ENTRIES SHOWN —
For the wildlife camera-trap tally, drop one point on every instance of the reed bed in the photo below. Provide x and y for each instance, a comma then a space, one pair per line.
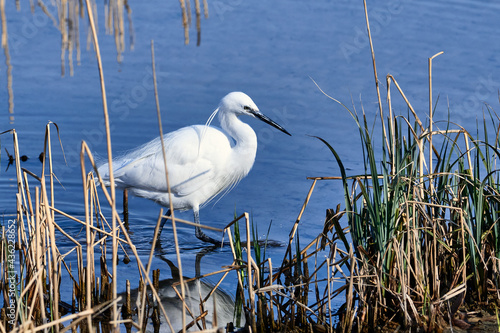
421, 245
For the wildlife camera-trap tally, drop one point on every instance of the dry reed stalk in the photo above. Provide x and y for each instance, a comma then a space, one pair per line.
5, 46
376, 77
185, 23
110, 163
174, 228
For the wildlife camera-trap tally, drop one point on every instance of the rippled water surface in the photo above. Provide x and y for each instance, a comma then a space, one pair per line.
270, 50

EXERCISE AIM —
Each entry needs to be returned verbatim, with its pictures left out.

EXERCISE OUTPUT —
For the wildlife camera-trap tally, drop one point on every instance of the reed bed in the photo below. Provide x and y for each instance, a comma then a space, one pair per line.
421, 245
For the wildlife camera-trap tally, drop one point on every instance of the dry reed stalk in the photo above. Provide x and y for each instance, a comma then a space, one pair per line.
5, 46
376, 77
185, 23
110, 163
174, 228
For the wildlife camera-trap tally, drop one point on every instance of the rippled water surface in the photo above. Provide x and y for each instance, a comma then a space, one pair per line.
270, 50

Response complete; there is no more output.